• [SOURCE EXTRACT]
━━━━

General Assembly 2008 Event 4028
Presenters: Rev. Abhi Janamanchi, Rev. Manish Mishra, Janice Carney, Allyson Diane Hamm
Steve Stanton was the city manager of Largo, Florida. He has worked for the city for 15 years and it has been a very successful career. But in February 2007, his career was brought to a dead end when the St. Petersburg Times outed him in an exclusive story as a transgender person.
In retelling the story of this transgender former city manager, Mishra shared his own odyssey as an Asian American of East Indian descent coming out as a gay man at the age of 20. The loneliness and the fear of loss he had felt then had driven him to the brink of suicide.
When Steve Stanton was outed by the St. Petersburg Times in the midst of his gender reassignment, Mishra was deeply affected as he recalled his own pain. He identified with Stanton's suffering. What's most unfair was the timing. Stanton had planned to come out to his 13-yr-old son in June, just a few months away, when school would be out for the summer, and his son would be spared the taunting of his classmates. The timing of the news release gave Stanton less than 24 hours to come out to his own family before the press could do so.
Once the news broke, Largo City Hall was flooded with phone calls of protest, emails and faxes condemning the man as horrible, sinful and deviant, calling for his immediate dismissal. At first Mishra thought this was an initial over-reaction of the public from shock and that it would recede in a day or two. But it proved not to be so. Hysteria broke out. Within less than a week, the city council convened a meeting for the purpose of "reviewing" Stanton 's contract.
At the time, Mishra was in his first year of ministry with the Unitarian Universalist (UU) Church of St. Petersburg. He didn't know his congregation well enough to gauge where they stood on transgender issues. He was cautioned against "rocking the boat" in his first year of ministry, but it was something he couldn't stand by and watch. He got on the phone and called his colleague the Reverend Abhi Janamanchi, who ministers to the UUs of Clearwater, the nearest UU congregation 15 miles away, and asked for guidance and support.
Janamanchi identifies as a third generation liberal Hindu UU born and raised in India. He came to the United States to study to become a UU minister, and circumstances had led him to stay here. In 1999, he was called to serve the UUs of Clearwater. As a liberal Hindu, he has never left his tradition but has added on to it when he became a UU minister.

━━━━

• [RECORD SET]
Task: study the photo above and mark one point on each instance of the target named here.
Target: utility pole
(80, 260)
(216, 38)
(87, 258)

━━━━

• [WHAT IS NEEDED]
In the Steve Stanton account, what is the passage from "In retelling the" up to and including "could do so."? Repeat it word for word.

• [OUTPUT]
In retelling the story of this transgender former city manager, Mishra shared his own odyssey as an Asian American of East Indian descent coming out as a gay man at the age of 20. The loneliness and the fear of loss he had felt then had driven him to the brink of suicide.
When Steve Stanton was outed by the St. Petersburg Times in the midst of his gender reassignment, Mishra was deeply affected as he recalled his own pain. He identified with Stanton's suffering. What's most unfair was the timing. Stanton had planned to come out to his 13-yr-old son in June, just a few months away, when school would be out for the summer, and his son would be spared the taunting of his classmates. The timing of the news release gave Stanton less than 24 hours to come out to his own family before the press could do so.